▶ _Dataset entries_
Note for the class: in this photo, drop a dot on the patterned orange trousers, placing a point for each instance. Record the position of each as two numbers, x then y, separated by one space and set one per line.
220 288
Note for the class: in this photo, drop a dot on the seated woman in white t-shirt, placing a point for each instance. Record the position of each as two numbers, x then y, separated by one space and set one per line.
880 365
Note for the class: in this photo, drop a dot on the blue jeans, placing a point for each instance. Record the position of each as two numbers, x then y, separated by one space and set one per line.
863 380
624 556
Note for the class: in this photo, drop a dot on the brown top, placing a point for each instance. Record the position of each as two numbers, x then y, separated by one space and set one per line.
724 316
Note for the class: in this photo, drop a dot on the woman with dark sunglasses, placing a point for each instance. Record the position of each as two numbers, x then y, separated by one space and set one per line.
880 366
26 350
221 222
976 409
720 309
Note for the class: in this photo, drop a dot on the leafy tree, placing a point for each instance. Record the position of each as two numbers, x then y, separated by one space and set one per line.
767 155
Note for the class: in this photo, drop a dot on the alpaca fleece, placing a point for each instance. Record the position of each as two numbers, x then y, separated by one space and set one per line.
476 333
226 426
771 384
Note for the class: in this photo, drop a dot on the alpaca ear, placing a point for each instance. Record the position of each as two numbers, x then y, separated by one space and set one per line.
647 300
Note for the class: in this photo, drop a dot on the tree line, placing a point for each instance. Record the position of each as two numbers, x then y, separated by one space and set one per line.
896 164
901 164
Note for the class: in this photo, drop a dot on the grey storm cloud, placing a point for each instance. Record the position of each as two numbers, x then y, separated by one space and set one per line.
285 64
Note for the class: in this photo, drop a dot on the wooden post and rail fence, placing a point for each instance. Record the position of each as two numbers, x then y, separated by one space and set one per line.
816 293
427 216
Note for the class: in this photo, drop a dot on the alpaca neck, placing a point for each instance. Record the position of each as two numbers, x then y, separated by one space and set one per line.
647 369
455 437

▶ _Your instructions_
From the line containing "alpaca ear, placing" through the final line of the listing above, retype every line exactly; leave out everything else.

▶ _Solution below_
Note for the class: in this photo, drop a dot on the alpaca ear, placing a point for each instance. Record the position of each as two numbers, x then y, separated by one space and set one per line.
647 300
Note for the class: in this photo, drop a dot on the tree line, placing a point for each instance. Record the position of each as two numbers, x then y, separated by one space and set one per line.
896 164
901 164
Note for the class: in this photo, drop a dot on the grey storm cloud, placing a point for each instance. Record the position of each as two numbers, x then y, separated by one space and set one per line.
285 64
Note for the class: in this photo, drop a dot on the wooden post and rail fence, placing a point for each instance. Record the position of each as two numbers, x then y, separated by one space and set one per line.
816 293
427 216
Note for the class: in this photo, drop a dot on the alpaca neck, placing a point for each instance. Record the position of each as two numbers, x then y, separated by one space and set one per line.
647 369
455 437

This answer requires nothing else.